Условие задачи: Выведите все пункты, приведенные ниже, в виде таблицы Markdown со столбцами «Номер» и «Содержание», где в первом стоит порядковый номер строки, а во втором сама строка. Пустые строки в таблицу не включайте.

Исходные данные:
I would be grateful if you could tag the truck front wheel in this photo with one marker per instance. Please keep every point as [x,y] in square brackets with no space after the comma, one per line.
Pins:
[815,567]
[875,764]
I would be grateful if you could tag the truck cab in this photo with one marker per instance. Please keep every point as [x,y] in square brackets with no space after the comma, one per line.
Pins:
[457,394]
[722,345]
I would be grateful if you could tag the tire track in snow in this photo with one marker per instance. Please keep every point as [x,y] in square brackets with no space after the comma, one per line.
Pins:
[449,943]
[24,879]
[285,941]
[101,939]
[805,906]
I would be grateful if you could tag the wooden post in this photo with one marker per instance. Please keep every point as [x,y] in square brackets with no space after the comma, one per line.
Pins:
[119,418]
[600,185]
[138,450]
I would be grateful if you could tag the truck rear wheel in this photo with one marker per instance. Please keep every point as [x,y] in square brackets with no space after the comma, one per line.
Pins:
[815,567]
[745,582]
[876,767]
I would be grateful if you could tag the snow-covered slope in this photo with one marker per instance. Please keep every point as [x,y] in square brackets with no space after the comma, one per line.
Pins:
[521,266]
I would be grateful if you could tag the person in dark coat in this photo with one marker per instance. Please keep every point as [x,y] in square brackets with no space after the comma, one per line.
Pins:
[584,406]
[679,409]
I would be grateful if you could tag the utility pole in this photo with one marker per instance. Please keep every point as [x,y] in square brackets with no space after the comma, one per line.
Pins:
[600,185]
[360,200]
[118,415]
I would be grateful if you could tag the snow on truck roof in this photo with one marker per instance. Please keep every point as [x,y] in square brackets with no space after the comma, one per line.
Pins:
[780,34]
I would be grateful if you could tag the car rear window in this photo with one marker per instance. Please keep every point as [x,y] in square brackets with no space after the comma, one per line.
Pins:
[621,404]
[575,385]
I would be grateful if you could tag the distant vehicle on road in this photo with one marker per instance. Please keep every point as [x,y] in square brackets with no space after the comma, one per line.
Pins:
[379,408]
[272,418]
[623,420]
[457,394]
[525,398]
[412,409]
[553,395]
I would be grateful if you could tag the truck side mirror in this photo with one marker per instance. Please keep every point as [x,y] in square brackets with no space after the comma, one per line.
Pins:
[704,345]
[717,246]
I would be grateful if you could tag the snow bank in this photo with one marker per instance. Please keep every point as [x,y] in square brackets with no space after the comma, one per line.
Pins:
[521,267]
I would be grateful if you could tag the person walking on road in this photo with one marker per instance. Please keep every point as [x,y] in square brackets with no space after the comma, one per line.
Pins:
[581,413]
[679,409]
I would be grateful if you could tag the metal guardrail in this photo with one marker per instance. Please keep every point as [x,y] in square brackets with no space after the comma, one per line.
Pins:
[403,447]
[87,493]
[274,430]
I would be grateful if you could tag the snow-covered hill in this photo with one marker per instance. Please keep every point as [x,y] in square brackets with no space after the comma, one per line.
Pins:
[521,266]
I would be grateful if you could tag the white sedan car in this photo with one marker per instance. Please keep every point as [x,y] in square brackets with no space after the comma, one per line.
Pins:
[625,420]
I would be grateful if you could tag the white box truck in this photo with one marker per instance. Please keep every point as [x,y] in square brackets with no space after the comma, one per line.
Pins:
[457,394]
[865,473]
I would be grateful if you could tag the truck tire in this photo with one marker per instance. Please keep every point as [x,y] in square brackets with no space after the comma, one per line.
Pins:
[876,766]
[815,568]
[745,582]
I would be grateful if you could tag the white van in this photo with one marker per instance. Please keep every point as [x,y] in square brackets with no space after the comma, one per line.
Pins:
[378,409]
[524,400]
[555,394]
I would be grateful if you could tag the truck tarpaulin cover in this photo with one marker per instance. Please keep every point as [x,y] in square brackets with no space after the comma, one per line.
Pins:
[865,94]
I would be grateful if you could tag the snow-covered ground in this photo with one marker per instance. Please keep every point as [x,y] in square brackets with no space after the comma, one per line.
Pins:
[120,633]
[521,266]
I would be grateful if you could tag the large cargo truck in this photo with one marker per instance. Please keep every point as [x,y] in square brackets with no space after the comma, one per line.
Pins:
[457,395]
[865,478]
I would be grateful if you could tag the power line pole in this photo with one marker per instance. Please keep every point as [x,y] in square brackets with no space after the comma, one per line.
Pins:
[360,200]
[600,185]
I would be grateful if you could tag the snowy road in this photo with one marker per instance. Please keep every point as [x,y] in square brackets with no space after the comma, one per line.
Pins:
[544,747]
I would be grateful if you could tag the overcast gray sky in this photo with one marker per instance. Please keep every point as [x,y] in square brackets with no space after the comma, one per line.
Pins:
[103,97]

Ответ на задание:
| Номер | Содержание |
|---|---|
| 1 | I would be grateful if you could tag the truck front wheel in this photo with one marker per instance. Please keep every point as [x,y] in square brackets with no space after the comma, one per line. |
| 2 | Pins: |
| 3 | [815,567] |
| 4 | [875,764] |
| 5 | I would be grateful if you could tag the truck cab in this photo with one marker per instance. Please keep every point as [x,y] in square brackets with no space after the comma, one per line. |
| 6 | Pins: |
| 7 | [457,394] |
| 8 | [722,345] |
| 9 | I would be grateful if you could tag the tire track in snow in this photo with one marker per instance. Please keep every point as [x,y] in square brackets with no space after the comma, one per line. |
| 10 | Pins: |
| 11 | [449,943] |
| 12 | [24,879] |
| 13 | [285,941] |
| 14 | [101,939] |
| 15 | [805,906] |
| 16 | I would be grateful if you could tag the wooden post in this photo with one marker per instance. Please keep every point as [x,y] in square brackets with no space after the comma, one per line. |
| 17 | Pins: |
| 18 | [119,418] |
| 19 | [600,185] |
| 20 | [138,450] |
| 21 | I would be grateful if you could tag the truck rear wheel in this photo with one marker per instance. Please keep every point as [x,y] in square brackets with no space after the comma, one per line. |
| 22 | Pins: |
| 23 | [815,567] |
| 24 | [745,582] |
| 25 | [876,767] |
| 26 | I would be grateful if you could tag the snow-covered slope in this photo with one marker per instance. Please keep every point as [x,y] in square brackets with no space after the comma, one per line. |
| 27 | Pins: |
| 28 | [521,266] |
| 29 | I would be grateful if you could tag the person in dark coat in this photo with one marker per instance. Please keep every point as [x,y] in square brackets with no space after the comma, one per line. |
| 30 | Pins: |
| 31 | [584,406] |
| 32 | [679,409] |
| 33 | I would be grateful if you could tag the utility pole in this photo with one marker per instance. Please keep every point as [x,y] in square brackets with no space after the comma, one per line. |
| 34 | Pins: |
| 35 | [600,185] |
| 36 | [360,200] |
| 37 | [118,415] |
| 38 | I would be grateful if you could tag the snow on truck roof in this photo with one marker per instance. Please keep every point as [x,y] in square brackets with no space after the comma, one per line. |
| 39 | Pins: |
| 40 | [780,34] |
| 41 | I would be grateful if you could tag the car rear window in this photo with one marker per instance. Please keep every point as [x,y] in square brackets with no space after the comma, one per line. |
| 42 | Pins: |
| 43 | [621,404] |
| 44 | [575,385] |
| 45 | I would be grateful if you could tag the distant vehicle on road in this photo with one marker per instance. Please keep every point as [x,y] in square brackets with no space after the comma, one per line. |
| 46 | Pins: |
| 47 | [379,408] |
| 48 | [272,418] |
| 49 | [623,420] |
| 50 | [457,394] |
| 51 | [525,398] |
| 52 | [412,409] |
| 53 | [553,395] |
| 54 | I would be grateful if you could tag the truck side mirror in this photo with one marker per instance. Please keep every point as [x,y] in square brackets with no space after the comma, one per line. |
| 55 | Pins: |
| 56 | [704,345] |
| 57 | [717,246] |
| 58 | I would be grateful if you could tag the snow bank in this photo with one marker per instance. Please keep every point as [x,y] in square brackets with no space after the comma, one per line. |
| 59 | Pins: |
| 60 | [521,267] |
| 61 | I would be grateful if you could tag the person walking on road in this photo with one marker per instance. Please keep every point as [x,y] in square brackets with no space after the comma, one per line. |
| 62 | Pins: |
| 63 | [581,413] |
| 64 | [679,409] |
| 65 | I would be grateful if you could tag the metal guardrail in this photo with one marker per instance. Please keep every point as [x,y] in square brackets with no space after the comma, one per line. |
| 66 | Pins: |
| 67 | [403,447] |
| 68 | [87,493] |
| 69 | [274,430] |
| 70 | I would be grateful if you could tag the snow-covered hill in this photo with one marker per instance. Please keep every point as [x,y] in square brackets with no space after the comma, one per line. |
| 71 | Pins: |
| 72 | [521,266] |
| 73 | I would be grateful if you could tag the white sedan car in this photo with one marker per instance. Please keep every point as [x,y] in square brackets with no space after the comma, one per line. |
| 74 | Pins: |
| 75 | [625,420] |
| 76 | I would be grateful if you could tag the white box truck in this photo with one marker per instance. Please keep every point as [x,y] in square brackets with no space after the comma, one per line. |
| 77 | Pins: |
| 78 | [457,394] |
| 79 | [865,473] |
| 80 | I would be grateful if you could tag the truck tire in this photo with one marker per instance. Please keep every point as [x,y] in square brackets with no space after the comma, one per line. |
| 81 | Pins: |
| 82 | [876,766] |
| 83 | [815,568] |
| 84 | [745,582] |
| 85 | I would be grateful if you could tag the white van in this photo with one marker per instance. Please keep every point as [x,y] in square brackets with no space after the comma, one per line. |
| 86 | Pins: |
| 87 | [378,409] |
| 88 | [524,400] |
| 89 | [555,394] |
| 90 | I would be grateful if you could tag the truck tarpaulin cover in this photo with one marker per instance. Please keep every point as [x,y] in square brackets with no space after the comma, one per line. |
| 91 | Pins: |
| 92 | [865,94] |
| 93 | I would be grateful if you could tag the snow-covered ground in this photo with one marker per instance. Please keep every point as [x,y] in square brackets with no space after the comma, one per line. |
| 94 | Pins: |
| 95 | [120,633] |
| 96 | [521,266] |
| 97 | I would be grateful if you could tag the large cargo truck in this photo with one marker per instance. Please keep every point as [x,y] in square brackets with no space after the comma, one per line. |
| 98 | Pins: |
| 99 | [457,395] |
| 100 | [865,478] |
| 101 | I would be grateful if you could tag the power line pole in this photo with one marker per instance. Please keep every point as [x,y] in square brackets with no space after the comma, one per line. |
| 102 | Pins: |
| 103 | [360,200] |
| 104 | [600,185] |
| 105 | I would be grateful if you could tag the snowy road in this photo with one marker per instance. Please keep every point as [x,y] in square brackets with no space after the comma, one per line. |
| 106 | Pins: |
| 107 | [544,747] |
| 108 | I would be grateful if you could tag the overcast gray sky in this photo with one marker per instance. Please keep every point as [x,y] in square brackets with no space after the comma, one per line. |
| 109 | Pins: |
| 110 | [103,97] |